---- PAGE EXTRACT

No one is arguing that it isn't useful. The problem is this:

> I’m saying it doesn’t matter it’s probabilistic, everything is,

Maybe it doesn't matter for you, but it generally does matter.

The risk level of a technology failing is far higher if it is more random and unexplainable than if it is expected, verified and explainable. The former eliminates many serious use-cases.

This is why your CPU, or GPU works.

LLMs are neither deterministic, no formal verification exists and are fundamentally black-boxes.

That is why many vibe-coders reported many "AI deleted their entire home folder" issues even when they told it to move a file / folder to another location.

If it did not matter, why do you need sandboxes for the agents in the first place?

dkdcio 10 hours ago | parent [-]

I think we agree then? the tech is useful; you need systems around them (like sandboxes and commit hooks that prevent leaking secrets) to use them effectively (along with learned skills)

very little software (or hardware) used in production is formally verified. tons of non-deterministic software (including neural networks) are operating in production just fine, including in heavily regulated sectors (banking, health care)

rvz 3 hours ago | parent [-]

> I think we agree then? the tech is useful; you need systems around them (like sandboxes and commit hooks that prevent leaking secrets) to use them effectively (along with learned skills)

No.

> very little software (or hardware) used in production is formally verified. tons of non-deterministic software (including neural networks) are operating in production just fine, including in heavily regulated sectors (banking, health care)

It's what happens when it all goes wrong.

You have to explain exactly why, a system failed in heavily regulated sectors.

Saying 'everything is probabilistic' as the reason for the cause of an issue, is a non answer if you are a chip designer, air traffic controller, investment banker or medical doctor.

So your point does not follow.

--------
---- DATA EXCERPTS

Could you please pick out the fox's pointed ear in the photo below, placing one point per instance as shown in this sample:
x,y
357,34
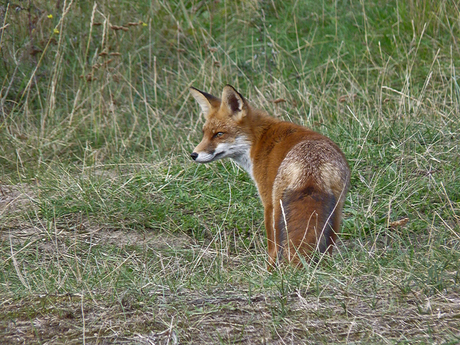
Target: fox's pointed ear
x,y
235,103
206,101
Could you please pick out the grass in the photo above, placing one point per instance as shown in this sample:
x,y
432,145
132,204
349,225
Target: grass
x,y
110,234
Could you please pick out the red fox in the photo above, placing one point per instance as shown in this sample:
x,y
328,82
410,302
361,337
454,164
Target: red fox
x,y
302,177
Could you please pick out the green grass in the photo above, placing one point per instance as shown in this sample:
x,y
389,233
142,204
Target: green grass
x,y
110,234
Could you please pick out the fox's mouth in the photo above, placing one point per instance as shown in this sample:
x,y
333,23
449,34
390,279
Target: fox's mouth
x,y
217,155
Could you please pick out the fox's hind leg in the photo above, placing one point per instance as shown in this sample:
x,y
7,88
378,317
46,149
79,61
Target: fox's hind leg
x,y
271,238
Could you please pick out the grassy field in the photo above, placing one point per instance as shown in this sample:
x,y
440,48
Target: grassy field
x,y
110,234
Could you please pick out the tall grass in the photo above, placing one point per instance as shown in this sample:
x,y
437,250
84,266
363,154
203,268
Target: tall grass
x,y
109,234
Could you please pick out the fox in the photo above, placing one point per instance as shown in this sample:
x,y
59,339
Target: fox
x,y
302,177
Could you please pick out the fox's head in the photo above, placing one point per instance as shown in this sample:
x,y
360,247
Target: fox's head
x,y
224,132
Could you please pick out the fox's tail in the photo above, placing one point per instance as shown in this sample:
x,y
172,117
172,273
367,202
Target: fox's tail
x,y
308,222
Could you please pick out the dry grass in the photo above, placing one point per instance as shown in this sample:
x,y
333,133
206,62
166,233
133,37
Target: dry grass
x,y
109,234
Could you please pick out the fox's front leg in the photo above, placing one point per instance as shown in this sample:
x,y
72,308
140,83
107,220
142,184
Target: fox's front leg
x,y
271,237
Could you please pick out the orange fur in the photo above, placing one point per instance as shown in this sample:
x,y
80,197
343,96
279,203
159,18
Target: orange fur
x,y
302,176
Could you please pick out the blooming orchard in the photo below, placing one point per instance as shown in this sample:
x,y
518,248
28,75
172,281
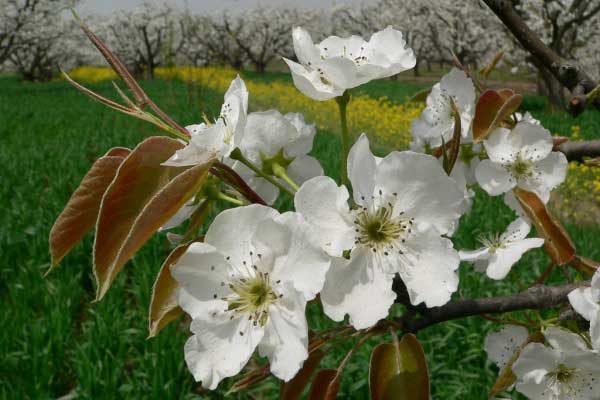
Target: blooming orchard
x,y
381,236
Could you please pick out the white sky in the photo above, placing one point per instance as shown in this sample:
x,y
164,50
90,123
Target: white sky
x,y
109,6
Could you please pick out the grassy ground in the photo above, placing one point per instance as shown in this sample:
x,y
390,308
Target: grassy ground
x,y
54,342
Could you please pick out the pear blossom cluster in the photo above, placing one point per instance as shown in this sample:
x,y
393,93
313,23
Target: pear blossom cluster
x,y
560,366
247,285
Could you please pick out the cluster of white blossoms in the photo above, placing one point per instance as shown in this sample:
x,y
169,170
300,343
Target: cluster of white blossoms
x,y
247,284
562,367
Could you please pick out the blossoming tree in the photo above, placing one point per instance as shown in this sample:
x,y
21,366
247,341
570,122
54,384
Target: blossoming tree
x,y
377,240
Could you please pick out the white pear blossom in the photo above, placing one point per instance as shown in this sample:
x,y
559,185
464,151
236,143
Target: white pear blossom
x,y
437,120
326,70
272,140
566,369
521,158
220,138
502,345
586,301
500,252
247,286
404,204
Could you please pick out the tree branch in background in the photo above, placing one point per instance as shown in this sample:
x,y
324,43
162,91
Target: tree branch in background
x,y
567,72
576,151
537,297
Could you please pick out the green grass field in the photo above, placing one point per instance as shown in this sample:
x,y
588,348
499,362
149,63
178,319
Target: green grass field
x,y
55,342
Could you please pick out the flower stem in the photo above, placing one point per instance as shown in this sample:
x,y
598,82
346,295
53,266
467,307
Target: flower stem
x,y
230,199
281,173
237,155
343,101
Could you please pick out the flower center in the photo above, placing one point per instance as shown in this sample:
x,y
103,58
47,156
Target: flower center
x,y
252,296
492,241
561,379
379,229
521,168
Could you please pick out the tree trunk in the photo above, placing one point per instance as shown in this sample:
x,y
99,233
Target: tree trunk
x,y
548,86
416,70
260,67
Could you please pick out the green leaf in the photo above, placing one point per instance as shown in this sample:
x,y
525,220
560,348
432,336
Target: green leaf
x,y
493,108
325,386
557,242
292,390
143,196
399,371
81,211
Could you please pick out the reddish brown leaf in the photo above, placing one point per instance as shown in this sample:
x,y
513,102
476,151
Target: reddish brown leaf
x,y
557,243
557,141
249,379
142,197
325,386
163,304
493,107
450,152
81,211
118,152
293,389
399,371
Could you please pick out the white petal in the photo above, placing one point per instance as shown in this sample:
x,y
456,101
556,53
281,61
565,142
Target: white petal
x,y
310,83
196,129
595,331
511,201
501,146
361,169
501,346
493,178
565,341
303,168
553,169
342,72
388,49
584,303
217,350
535,361
474,255
423,190
324,205
429,270
235,109
303,142
200,272
457,84
502,260
534,141
517,230
232,230
202,147
267,133
358,288
286,338
297,255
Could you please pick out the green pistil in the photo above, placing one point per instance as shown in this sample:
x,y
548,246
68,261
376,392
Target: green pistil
x,y
254,296
493,242
521,168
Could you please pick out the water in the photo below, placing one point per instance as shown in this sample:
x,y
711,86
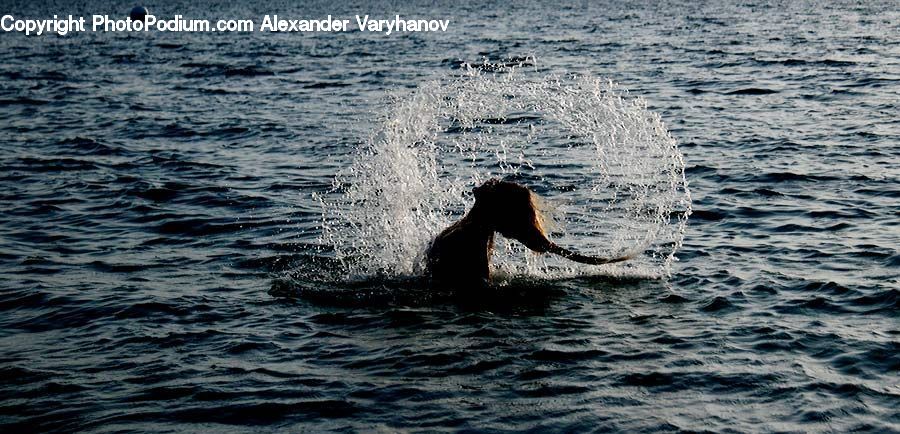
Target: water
x,y
163,236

--------

REQUIRED WORK | Write out the stretch of the thread from "Maybe it doesn't" through "to another location.", word for word.

ANSWER SPACE |
Maybe it doesn't matter for you, but it generally does matter.

The risk level of a technology failing is far higher if it is more random and unexplainable than if it is expected, verified and explainable. The former eliminates many serious use-cases.

This is why your CPU, or GPU works.

LLMs are neither deterministic, no formal verification exists and are fundamentally black-boxes.

That is why many vibe-coders reported many "AI deleted their entire home folder" issues even when they told it to move a file / folder to another location.